● Problem to work on:
Each line below should be written out again without any change.

[Stored entries]
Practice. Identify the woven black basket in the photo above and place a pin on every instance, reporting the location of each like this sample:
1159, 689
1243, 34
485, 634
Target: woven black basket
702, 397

● Task result:
Practice. Identify the woven black basket in the photo above and place a pin on every instance, reporting the location of each like this sample:
1159, 689
1243, 34
485, 634
Target: woven black basket
702, 397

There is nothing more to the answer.